Auszug zum Lesen
▼
Von Philipp Emberger

Jonathan Pryce hat das päpstliche Kreuz um seinen Hals aus dem Film „The Two Popes“ abgelegt und schlüpft in der neuen Amazon-Serie in die Rolle von Russ. Er ist Chef des Mercer Center for Experimental Physics (MCEP) im US-Bundesstaat Ohio. Das MCEP ist Betreiber des namengebenden Loops. Als Geschäftsführer des MCEP begrüßt Russ die Zuseher*innen direkt zu Beginn der Serie, durchbricht dabei die vierte Wand und erklärt, wie die Serie zu ihrem Namen kommt: Der Loop ist eine unterirdische Maschine, ein Teilchenbeschleuniger, und soll die Mysterien des Universums entschlüsseln. Während er das tut, scheint der Loop jedoch oberirdisch im Dorf Mercer, seltsame Ereignisse auszulösen. Von diesem Monolog an widmet sich die Serie nun also dem Loop und den vielen Geschichten rundherum.
▲
Bereitgestellte Daten
▼
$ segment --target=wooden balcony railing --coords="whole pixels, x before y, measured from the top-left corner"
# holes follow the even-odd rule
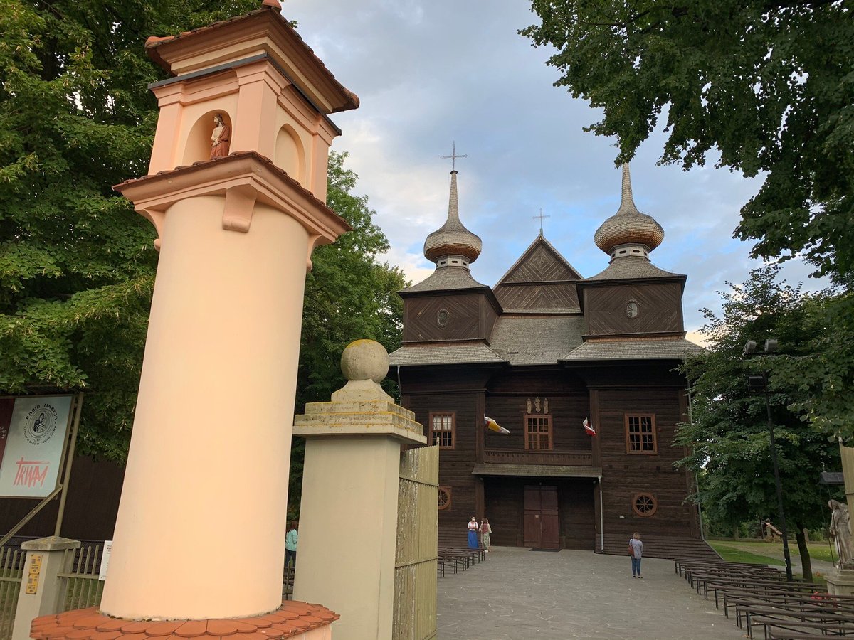
[[[562,464],[572,467],[590,467],[590,453],[518,449],[484,449],[483,462],[495,464]]]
▲
Zu bearbeitende Aufgaben
1 > Beantworten Sie die folgenden Fragen zum Auszug jeweils kurz.
(a) In welchem US-Bundesstaat liegt das Mercer Center for Experimental Physics?
(b) Aus welchem Film stammt das päpstliche Kreuz, das Jonathan Pryce abgelegt hat?
(c) Wo scheint der Loop seltsame Ereignisse auszulösen?
2 > Führen Sie den Auszug über die Amazon-Serie nach seinem letzten Satz mit einigen eigenen Sätzen fort.
Die Daten stammen aus einer anderen Quelle als der Auszug.

Lösungen je Aufgabe
1 >
(a) Im US-Bundesstaat Ohio.
(b) Aus dem Film „The Two Popes“.
(c) Oberirdisch im Dorf Mercer.

2 >
Unterteilt ist die Serie in 8 Episoden. Inhaltlich legt jede Folge den Fokus auf eine andere Figur. Ihre Geschichten sind lose miteinander verbunden, das verbindende Element sind vor allem übernatürliche Ereignisse. So wird in der ersten Folge dann auch gleich eine trügerische Idylle etabliert: Eine malerische Schneelandschaft, unterstützt von atmosphärischer Musik. Diese reduzierte und gemächliche Erzählweise diktiert dann auch das Erzähltempo für die restlichen Folgen. Das funktioniert in manchen Episoden sehr gut, erzeugt aber in anderen Folgen leider deutliche Längen, die es auszuhalten gilt.

Geheiligt sei der Loop

Wenn die Kinder sich im winterlichen Ohio in den Schnee legen und ihr Ohr gegen den Boden drücken, können sie den Teilchenbeschleuniger Loop hören. Dieser scheint verantwortlich zu sein für herumfliegende Dächer, herumwandelnde Roboter und herumstehende Bewohner*innen. In der ersten Episode stolpert ein junges namenloses Mädchen, ausgestattet mit einem beeindruckenden analytischen Verstand, unverhofft in ihre eigene Zukunft. In der Zukunft angekommen ist sie konfrontiert mit der Frage nach der eigenen Vergangenheit, der eigenen Zukunft und dem eigenen Sein.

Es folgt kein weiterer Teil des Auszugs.